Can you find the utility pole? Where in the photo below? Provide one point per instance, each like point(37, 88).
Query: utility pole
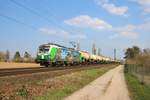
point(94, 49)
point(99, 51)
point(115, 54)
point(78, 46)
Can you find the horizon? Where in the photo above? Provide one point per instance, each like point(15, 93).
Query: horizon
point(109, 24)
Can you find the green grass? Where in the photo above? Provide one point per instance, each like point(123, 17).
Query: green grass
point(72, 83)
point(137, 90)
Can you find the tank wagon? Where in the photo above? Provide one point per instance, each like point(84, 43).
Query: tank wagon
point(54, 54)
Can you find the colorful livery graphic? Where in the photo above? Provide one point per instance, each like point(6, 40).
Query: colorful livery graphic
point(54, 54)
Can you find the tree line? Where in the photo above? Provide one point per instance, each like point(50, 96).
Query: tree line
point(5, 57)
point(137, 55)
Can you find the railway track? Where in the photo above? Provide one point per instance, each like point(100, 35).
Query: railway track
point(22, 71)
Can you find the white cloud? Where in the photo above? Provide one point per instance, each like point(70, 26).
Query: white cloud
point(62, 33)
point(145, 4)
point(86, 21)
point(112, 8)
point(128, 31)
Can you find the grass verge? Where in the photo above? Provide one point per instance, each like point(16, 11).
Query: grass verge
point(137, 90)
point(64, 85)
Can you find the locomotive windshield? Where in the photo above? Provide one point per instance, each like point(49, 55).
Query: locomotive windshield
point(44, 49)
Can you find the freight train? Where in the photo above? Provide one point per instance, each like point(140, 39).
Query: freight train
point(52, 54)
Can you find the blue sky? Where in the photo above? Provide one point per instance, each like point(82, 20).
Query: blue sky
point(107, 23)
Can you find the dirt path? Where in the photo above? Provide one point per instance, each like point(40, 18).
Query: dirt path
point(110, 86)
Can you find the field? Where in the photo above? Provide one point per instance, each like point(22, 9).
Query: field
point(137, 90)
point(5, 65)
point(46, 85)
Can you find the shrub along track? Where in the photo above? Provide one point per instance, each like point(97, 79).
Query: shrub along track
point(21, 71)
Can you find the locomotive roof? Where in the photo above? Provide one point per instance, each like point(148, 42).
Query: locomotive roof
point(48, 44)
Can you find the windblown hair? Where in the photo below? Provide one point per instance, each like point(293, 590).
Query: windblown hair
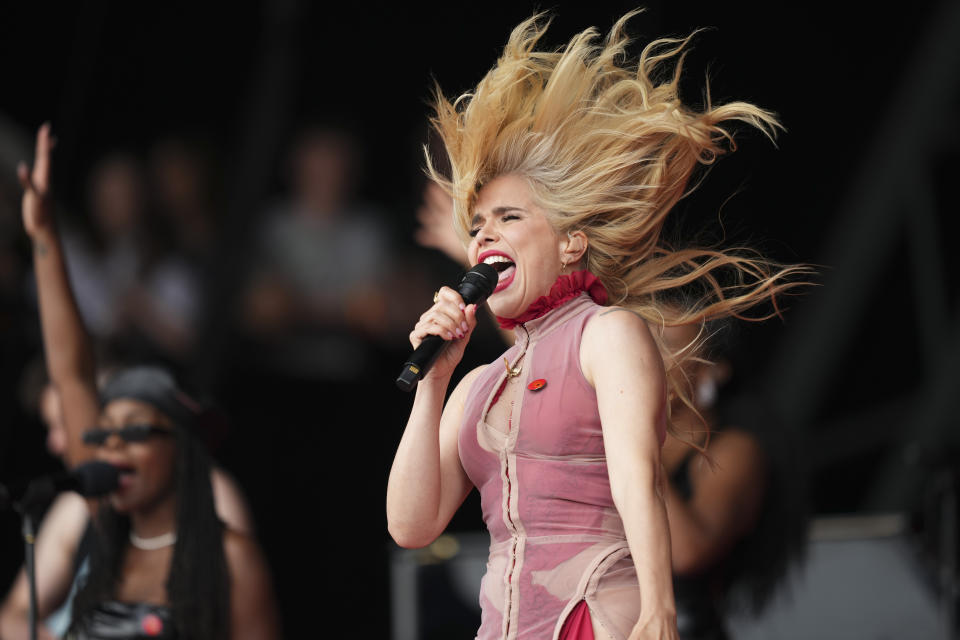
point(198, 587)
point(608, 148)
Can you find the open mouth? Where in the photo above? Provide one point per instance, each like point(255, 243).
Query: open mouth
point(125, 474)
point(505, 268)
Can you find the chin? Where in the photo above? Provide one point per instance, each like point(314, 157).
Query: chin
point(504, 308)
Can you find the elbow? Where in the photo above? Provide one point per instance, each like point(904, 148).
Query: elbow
==========
Each record above should be copied character for character, with pictures dropped.

● **In response**:
Can you find the utility pole? Where in the photo below? Provide one point per instance, each like point(37, 88).
Query: utility pole
point(94, 49)
point(99, 51)
point(115, 54)
point(78, 46)
Can you find the horizon? Where in the photo above? Provide one point per instance, each like point(15, 93).
Query: horizon
point(109, 24)
Can you find the green grass? Where in the photo above? Provide one point per instance, each like point(123, 17).
Query: green grass
point(72, 83)
point(137, 90)
Can you find the tank wagon? Where in the photo above? Provide one point per instance, each like point(84, 43).
Query: tank wagon
point(54, 54)
Can you find the colorful livery graphic? Where in the photo above? Provide one point per instance, each like point(6, 40).
Query: colorful livery graphic
point(54, 54)
Can you find the tree line? Where in the photo above? Provide one point per instance, each like point(50, 96).
Query: tree line
point(5, 57)
point(137, 55)
Can you find the railway track? Where in the photo above? Provide one point per instance, each like point(100, 35).
Query: railway track
point(22, 71)
Can you find the white cloud? Where in the photo above? Provide one point per instance, each like point(70, 26).
Query: white cloud
point(62, 33)
point(145, 4)
point(86, 21)
point(112, 8)
point(128, 31)
Can you find the grass verge? Where in the photo above? Provide one point per instance, each like point(16, 11).
Query: grass verge
point(137, 90)
point(64, 85)
Can you find the locomotive windshield? Where in the photo above? Provide one point per instance, each like point(49, 55).
Query: locomotive windshield
point(44, 49)
Can you find the freight train? Where in the photo above? Provide one point per instance, each like point(140, 39).
Query: freight train
point(52, 54)
Can you find the blue sky? Where in the photo above? Provide one point per instance, each like point(82, 20).
Query: blue sky
point(107, 23)
Can you find the dirt path? Where in the photo above? Provide one point per instance, each like point(40, 18).
Query: dirt path
point(110, 86)
Can you find the field? Where in the photo above? Provide one point per instance, each like point(22, 9).
Query: field
point(137, 90)
point(5, 65)
point(46, 85)
Can you find the shrub along track? Where in the photo above? Provide one point per instance, each like point(97, 79).
Query: shrub along track
point(21, 71)
Can you find the locomotive roof? Where in the photo above? Provide one point per instance, each like point(148, 42).
Query: locomotive roof
point(48, 44)
Can you find the windblown hair? Where in the photo below? Provide one point per instance, each like point(293, 590).
Query: windblown hair
point(198, 587)
point(608, 148)
Can you find the open mouth? Where in the photo above? Provide one point per instance, each like point(255, 243).
Query: open mouth
point(125, 474)
point(505, 268)
Can you find the chin? Where in the photo above? Provide one point per instance, each like point(314, 157).
Query: chin
point(504, 308)
Can you find the elbow? Where in the photo above? Provide one point per instance, each like point(904, 148).
Query: elbow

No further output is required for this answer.